Task:
Extract all of the rows below verbatim, leaving out the pictures.

Supplied data:
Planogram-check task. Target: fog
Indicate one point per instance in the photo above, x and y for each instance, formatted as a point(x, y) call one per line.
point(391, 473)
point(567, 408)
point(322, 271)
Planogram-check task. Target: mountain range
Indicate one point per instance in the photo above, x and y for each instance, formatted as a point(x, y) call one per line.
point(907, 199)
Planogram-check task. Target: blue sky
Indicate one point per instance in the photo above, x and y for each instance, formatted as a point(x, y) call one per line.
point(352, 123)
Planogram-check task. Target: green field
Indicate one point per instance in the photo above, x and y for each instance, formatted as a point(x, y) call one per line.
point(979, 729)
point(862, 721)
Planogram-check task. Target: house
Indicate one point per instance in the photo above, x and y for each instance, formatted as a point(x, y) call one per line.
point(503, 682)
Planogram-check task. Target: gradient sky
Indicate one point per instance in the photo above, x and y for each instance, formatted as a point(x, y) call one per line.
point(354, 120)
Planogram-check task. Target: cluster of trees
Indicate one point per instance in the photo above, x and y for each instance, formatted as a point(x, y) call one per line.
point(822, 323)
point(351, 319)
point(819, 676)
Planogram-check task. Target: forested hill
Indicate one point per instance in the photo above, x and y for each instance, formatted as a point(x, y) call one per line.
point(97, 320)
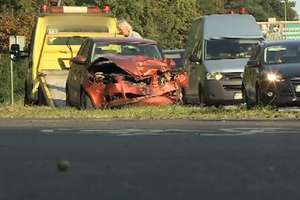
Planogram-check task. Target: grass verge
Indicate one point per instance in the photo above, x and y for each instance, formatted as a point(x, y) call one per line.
point(143, 113)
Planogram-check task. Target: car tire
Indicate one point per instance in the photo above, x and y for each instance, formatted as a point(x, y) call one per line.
point(258, 96)
point(85, 101)
point(246, 98)
point(201, 97)
point(27, 101)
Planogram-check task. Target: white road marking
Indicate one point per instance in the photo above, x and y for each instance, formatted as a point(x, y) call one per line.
point(164, 132)
point(47, 131)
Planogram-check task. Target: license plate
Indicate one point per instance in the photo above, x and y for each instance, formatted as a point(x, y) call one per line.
point(297, 88)
point(239, 95)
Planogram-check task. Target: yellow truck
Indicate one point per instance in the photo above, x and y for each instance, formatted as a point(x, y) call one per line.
point(57, 36)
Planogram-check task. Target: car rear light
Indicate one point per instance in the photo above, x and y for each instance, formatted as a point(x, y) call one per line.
point(106, 9)
point(243, 10)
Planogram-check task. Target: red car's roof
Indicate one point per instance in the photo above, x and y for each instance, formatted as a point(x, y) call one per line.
point(124, 40)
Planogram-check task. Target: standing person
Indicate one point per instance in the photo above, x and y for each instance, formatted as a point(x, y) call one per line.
point(126, 29)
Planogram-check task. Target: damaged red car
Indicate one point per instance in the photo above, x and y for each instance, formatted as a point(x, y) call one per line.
point(114, 72)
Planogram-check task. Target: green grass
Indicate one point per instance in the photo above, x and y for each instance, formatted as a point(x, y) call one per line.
point(142, 113)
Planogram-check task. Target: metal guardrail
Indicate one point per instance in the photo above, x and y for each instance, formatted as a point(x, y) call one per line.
point(281, 30)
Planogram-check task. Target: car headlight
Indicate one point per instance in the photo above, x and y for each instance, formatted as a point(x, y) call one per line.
point(214, 76)
point(274, 77)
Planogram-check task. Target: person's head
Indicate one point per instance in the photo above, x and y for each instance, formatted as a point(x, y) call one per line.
point(124, 27)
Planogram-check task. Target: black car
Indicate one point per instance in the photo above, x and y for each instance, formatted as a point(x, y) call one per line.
point(272, 75)
point(175, 54)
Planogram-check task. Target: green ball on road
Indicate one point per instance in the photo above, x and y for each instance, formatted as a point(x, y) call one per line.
point(63, 165)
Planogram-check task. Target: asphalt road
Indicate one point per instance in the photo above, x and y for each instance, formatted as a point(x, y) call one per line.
point(155, 160)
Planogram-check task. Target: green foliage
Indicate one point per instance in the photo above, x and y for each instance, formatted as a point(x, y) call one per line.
point(20, 68)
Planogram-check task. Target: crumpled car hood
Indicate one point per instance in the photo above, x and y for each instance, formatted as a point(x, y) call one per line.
point(140, 67)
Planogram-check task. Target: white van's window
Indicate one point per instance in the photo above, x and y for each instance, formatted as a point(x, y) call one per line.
point(229, 49)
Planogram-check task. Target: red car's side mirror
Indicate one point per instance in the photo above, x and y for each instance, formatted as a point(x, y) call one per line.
point(79, 60)
point(170, 62)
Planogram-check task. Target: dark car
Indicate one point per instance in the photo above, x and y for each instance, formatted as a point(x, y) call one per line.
point(272, 75)
point(113, 72)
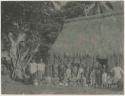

Output for this task:
Planogram-check task. Target: fog
Indicate one point per instance in the photo above, x and y for each instance, formatted as a point(x, y) call one per line.
point(391, 473)
point(567, 408)
point(322, 271)
Planogram-check task. Target: mountain range
Indicate one point per instance in the photo above, x and y for each instance, formatted as a point(x, y) call one per line.
point(907, 199)
Planogram-check task. Target: blue sky
Indicate one point per instance in the photo above, x and y for each instance, formatted as a point(x, y) call one per line.
point(352, 123)
Planogram-check task. Target: green field
Indicate one point per instance in the photo above, x and y for each instance, formatted as a point(x, y) call one per line.
point(979, 729)
point(862, 721)
Planogram-check task. Target: house
Indicate one point per instance in the photo above, x and y for each instance, formatted as a point(x, y) call one per line.
point(503, 682)
Planogram-check task. Target: gradient sky
Indicate one point per instance in the photo above, x and y for each instance, formatted as a point(x, y) call one per line.
point(354, 120)
Planogram-check task. Target: cluster of trees
Indicate one point per instance in the photo above, x and y for each instance, formatted as a point(x, y) call one per line.
point(822, 323)
point(351, 319)
point(819, 676)
Planogram-check task. Target: forested hill
Indicate one point per instance in the photo above, x and y for each instance, formatted as a point(x, y) call one per line.
point(97, 320)
Planogram-check task. Target: grass verge
Indicate one point per instance in the photo above, x and y for each instance, formatted as a point(x, y) call one per line.
point(143, 113)
Planogram-check task. Target: car tire
Indicate one point per instance in the photo above, x and y for each instance, formatted as a point(x, y) call one per line.
point(258, 96)
point(85, 101)
point(246, 98)
point(201, 97)
point(27, 101)
Planogram-check task. Target: white road marking
Indicate one point per instance in the photo above, x and y for each instance, formatted as a point(x, y) call one per line.
point(164, 132)
point(47, 131)
Planogram-check task. Target: license plate
Indicate one point per instance in the photo above, x and y for each instance, formatted as a point(x, y) call one per line.
point(297, 88)
point(239, 95)
Planogram-check task. Target: yellow truck
Indicate one point per instance in the photo above, x and y for each instance, formatted as a point(x, y) call one per line.
point(57, 36)
Planogram-check task. Target: car rear light
Indicate one point per instance in the photo above, x and y for each instance, formatted as a point(x, y) call one per line.
point(106, 9)
point(243, 10)
Planogram-check task. Target: red car's roof
Indicate one point per instance in the photo above, x and y for each instance, formatted as a point(x, y) call one per line.
point(124, 40)
Planogram-check task. Target: standing person
Indicate one point per instance in the photo above, x and y for each instance, formatted as a point(x, y) call one per line.
point(126, 29)
Planogram-check task. Target: damaged red car
Indicate one point per instance in the photo above, x and y for each instance, formatted as a point(x, y) call one per line.
point(114, 72)
Planogram-check task. Target: green grass
Indicate one point per instance in the photo above, x and y for each instance, formatted as a point(x, y) call one per line.
point(142, 113)
Planogram-check task. Target: metal guardrail
Indicate one point per instance in the photo above, x and y for each instance, formatted as a point(x, y) call one per line.
point(281, 30)
Planogram-check task. Target: car headlight
Indicate one point per instance in the photo above, x and y for each instance, formatted as a point(x, y) call one per line.
point(214, 76)
point(274, 77)
Planogram-check task. Target: person's head
Indicate one point per instance in the photo above, x and y for each instance, formatted as a point(x, y) call one per line.
point(124, 27)
Planogram-check task. Target: black car
Indicate one point per instance in the photo above, x and y for each instance, formatted as a point(x, y) call one per line.
point(272, 75)
point(175, 54)
Planogram-check task. Target: green ball on road
Indicate one point per instance in the photo above, x and y for each instance, formatted as a point(x, y) call one per line.
point(63, 165)
Planogram-check task. Target: asphalt road
Indicate one point per instance in the photo above, x and y for each instance, formatted as a point(x, y) call one per line.
point(155, 160)
Planogram-check task. Target: green foliage
Indicate one point per instance in the photo above, x and y for each instance, formatted as a point(x, y) call one per line.
point(20, 68)
Planogram-check task. Target: crumpled car hood
Indicate one point per instance in the photo above, x and y for each instance, formatted as a point(x, y) call one per line.
point(140, 67)
Planogram-check task. Target: white van's window
Indicate one point per instance in the photo above, x and y for each instance, formatted as a point(x, y) call one per line.
point(229, 49)
Planogram-check task. Target: red car's side mirror
Indicate one point per instance in the photo above, x and y for each instance, formatted as a point(x, y) call one per line.
point(79, 60)
point(170, 62)
Planogram-check task. Target: dark car
Indicate one point per instance in the photo above, x and y for each instance, formatted as a point(x, y) call one per line.
point(272, 75)
point(113, 72)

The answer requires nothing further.